» REQUIRED ACTION A: In the essay on living to a thousand below, how many years does the friend say people now spend figuring themselves out?
» REQUIRED ACTION B: Write a continuation of the essay on living to a thousand, picking up after its final sentence.

» READING PASSAGE:
A friend recently told me about an interesting podcast he’d heard. The subject was medical advances in the field of human longevity. The premise was that medical and technological advances would soon outpace the extended lifetimes they produced, potentially resulting in a human lifespan of a thousand years or more. In fact it was suggested that the first people to live to be a thousand might already have been born.
My friend thought this was an exciting idea and he’s all for it. He thinks that since we now spend 40 or 50 years figuring ourselves out, such an extended lifetime would result in 900+ years lived in maturity and self-actualization. He imagines travel, education, the perfection of skills, the pursuit of interests and appreciation of the arts. He makes it sound wonderful.
Call me a cynic (and many have), but I’m not so enthusiastic. I can’t help but wonder if our human tendency to squander precious things wouldn’t reassert itself with a vengeance once our mortality was pushed beyond the range of contemplation. If you can reasonably expect to live to be a thousand, why not spend your first 800 years wallowing in the pointless pleasures of youth before you start getting serious about your life? What sort of world would be created by a population of rash, self‑obsessed “juveniles”?
And that’s just one of the problems I foresee in a world of millennials.

» RECORD SET:
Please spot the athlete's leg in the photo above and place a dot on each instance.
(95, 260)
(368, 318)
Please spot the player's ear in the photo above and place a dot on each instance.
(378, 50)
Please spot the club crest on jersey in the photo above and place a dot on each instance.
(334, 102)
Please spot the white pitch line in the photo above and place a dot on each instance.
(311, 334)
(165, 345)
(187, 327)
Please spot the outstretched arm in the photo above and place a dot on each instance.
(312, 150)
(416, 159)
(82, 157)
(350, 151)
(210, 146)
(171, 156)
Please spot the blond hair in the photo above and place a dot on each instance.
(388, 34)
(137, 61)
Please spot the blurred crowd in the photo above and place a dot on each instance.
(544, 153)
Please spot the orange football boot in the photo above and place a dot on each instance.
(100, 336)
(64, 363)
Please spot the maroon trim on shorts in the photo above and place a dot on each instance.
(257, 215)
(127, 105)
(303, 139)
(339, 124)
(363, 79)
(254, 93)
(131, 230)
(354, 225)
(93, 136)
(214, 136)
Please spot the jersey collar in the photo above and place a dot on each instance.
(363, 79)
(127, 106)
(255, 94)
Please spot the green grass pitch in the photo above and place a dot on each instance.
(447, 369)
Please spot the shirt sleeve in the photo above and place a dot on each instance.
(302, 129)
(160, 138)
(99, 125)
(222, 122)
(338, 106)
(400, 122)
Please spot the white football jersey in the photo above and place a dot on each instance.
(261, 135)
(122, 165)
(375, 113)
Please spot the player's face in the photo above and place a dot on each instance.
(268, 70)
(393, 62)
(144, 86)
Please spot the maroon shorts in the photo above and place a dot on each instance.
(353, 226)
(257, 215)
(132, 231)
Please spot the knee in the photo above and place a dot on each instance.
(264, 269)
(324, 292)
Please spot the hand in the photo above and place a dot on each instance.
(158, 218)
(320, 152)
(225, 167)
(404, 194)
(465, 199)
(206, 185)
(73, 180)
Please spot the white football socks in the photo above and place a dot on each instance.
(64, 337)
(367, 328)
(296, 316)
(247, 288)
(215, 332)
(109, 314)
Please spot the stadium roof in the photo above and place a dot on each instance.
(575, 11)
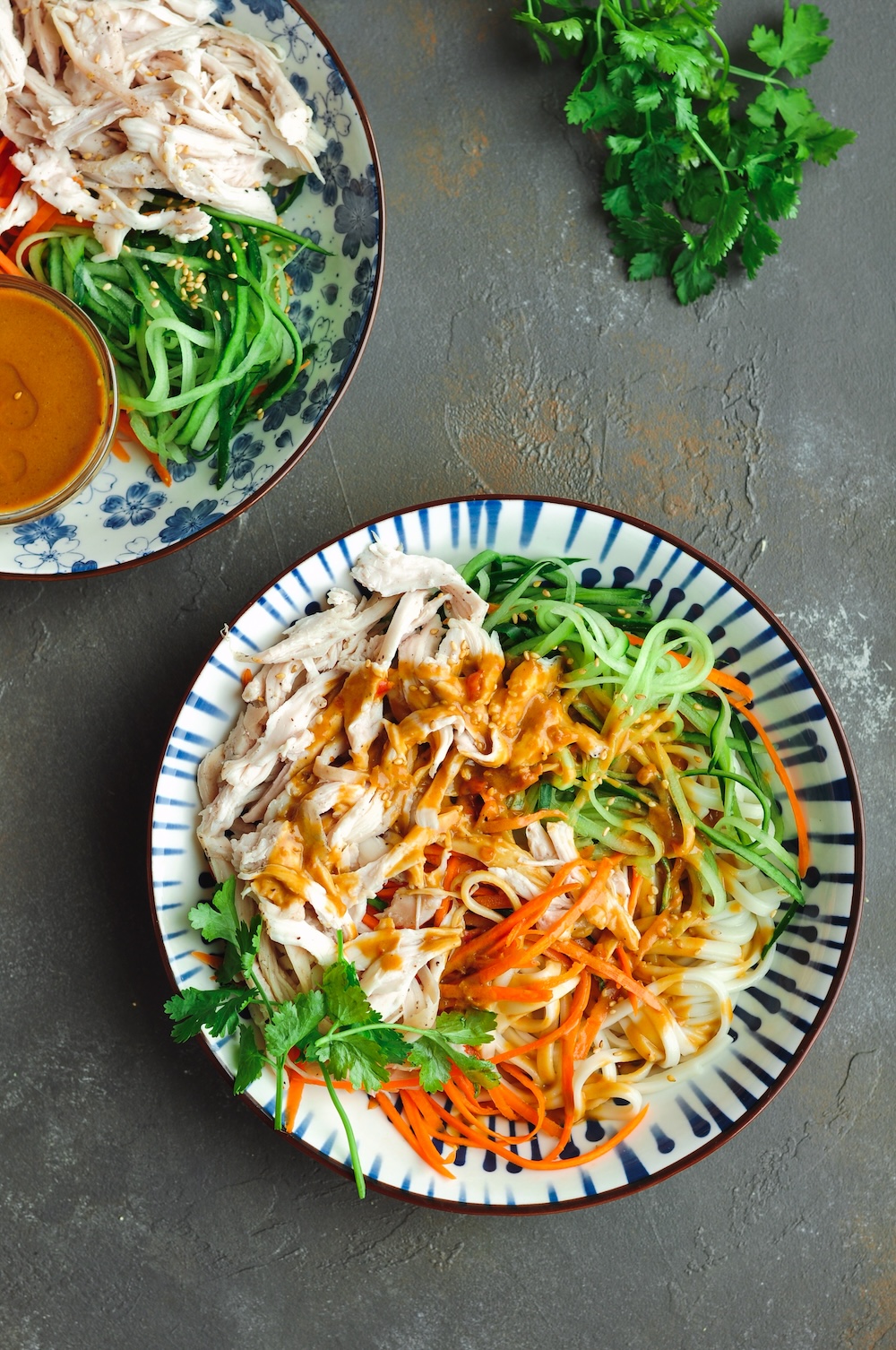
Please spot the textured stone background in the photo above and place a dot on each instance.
(139, 1206)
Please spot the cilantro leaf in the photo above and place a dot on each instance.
(344, 998)
(729, 221)
(218, 920)
(431, 1057)
(694, 172)
(218, 1010)
(800, 43)
(757, 243)
(475, 1026)
(221, 921)
(363, 1059)
(250, 1060)
(293, 1024)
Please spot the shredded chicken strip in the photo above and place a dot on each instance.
(108, 104)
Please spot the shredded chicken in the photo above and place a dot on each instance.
(375, 738)
(111, 103)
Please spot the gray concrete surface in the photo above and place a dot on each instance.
(142, 1207)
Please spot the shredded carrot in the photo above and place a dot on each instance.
(607, 971)
(479, 1138)
(589, 896)
(538, 1043)
(480, 994)
(799, 814)
(511, 929)
(42, 219)
(591, 1025)
(208, 959)
(536, 1115)
(715, 677)
(404, 1129)
(125, 429)
(421, 1133)
(10, 267)
(293, 1098)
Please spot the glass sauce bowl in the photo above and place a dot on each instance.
(58, 400)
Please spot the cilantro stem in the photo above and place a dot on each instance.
(280, 1069)
(698, 139)
(757, 74)
(253, 983)
(349, 1133)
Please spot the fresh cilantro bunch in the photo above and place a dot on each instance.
(332, 1026)
(687, 183)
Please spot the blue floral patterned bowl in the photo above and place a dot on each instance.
(127, 515)
(775, 1022)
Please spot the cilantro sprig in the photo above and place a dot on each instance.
(688, 184)
(332, 1026)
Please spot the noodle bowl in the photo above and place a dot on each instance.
(505, 790)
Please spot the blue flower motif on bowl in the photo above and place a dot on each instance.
(186, 520)
(288, 407)
(319, 400)
(363, 288)
(245, 451)
(138, 505)
(306, 264)
(357, 218)
(178, 472)
(47, 530)
(336, 175)
(271, 10)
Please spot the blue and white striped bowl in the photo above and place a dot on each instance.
(775, 1022)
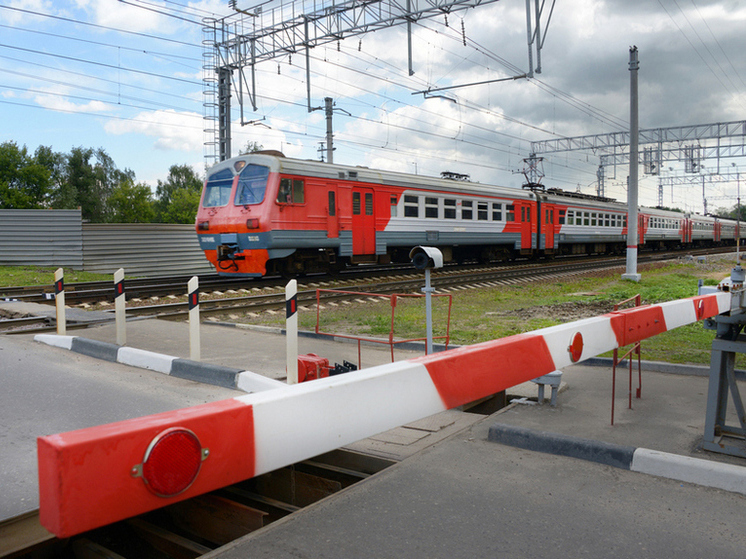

» EXERCISE RESULT A: 40 or 50 years.

» EXERCISE RESULT B:
Since technological advances are initially rare and expensive, the first individuals to benefit from them would be the fabulously wealthy. Only the Paris Hiltons and Michael Jacksons of the world would get that first taste of eternity. After them would come royalty and billionaire businessmen along with their progeny; the movie stars and world‑class athletes; the politicians with their trophy wives. These will be the first to enjoy a virtually limitless life. Such individuals know only privilege and exclusivity. It will be their impulse to restrict access to longevity and grant it only to those they wish to leverage. There may be nothing egalitarian about access to the technology for a long, long time.
Once longevity becomes more widely accessible, it seems to me that a caste system would be created. After all, someone has to cut the lawn, scrub the toilet, collect the garbage and sweep the streets. Who would want to bus tables for a thousand years? I can see the earliest wave of millennials—the wealthy, corrupt and powerful—justifying to themselves the retention of an underclass to do all the dirty work of life. The upper and middle classes will support such a system once they are granted access to long life themselves. It will serve to validate their identification with the wealthy and powerful. It will be easy for the long‑lived to excuse the slavery and oppression of an underclass by pointing out the “kindness” of allowing them only a hundred years to live.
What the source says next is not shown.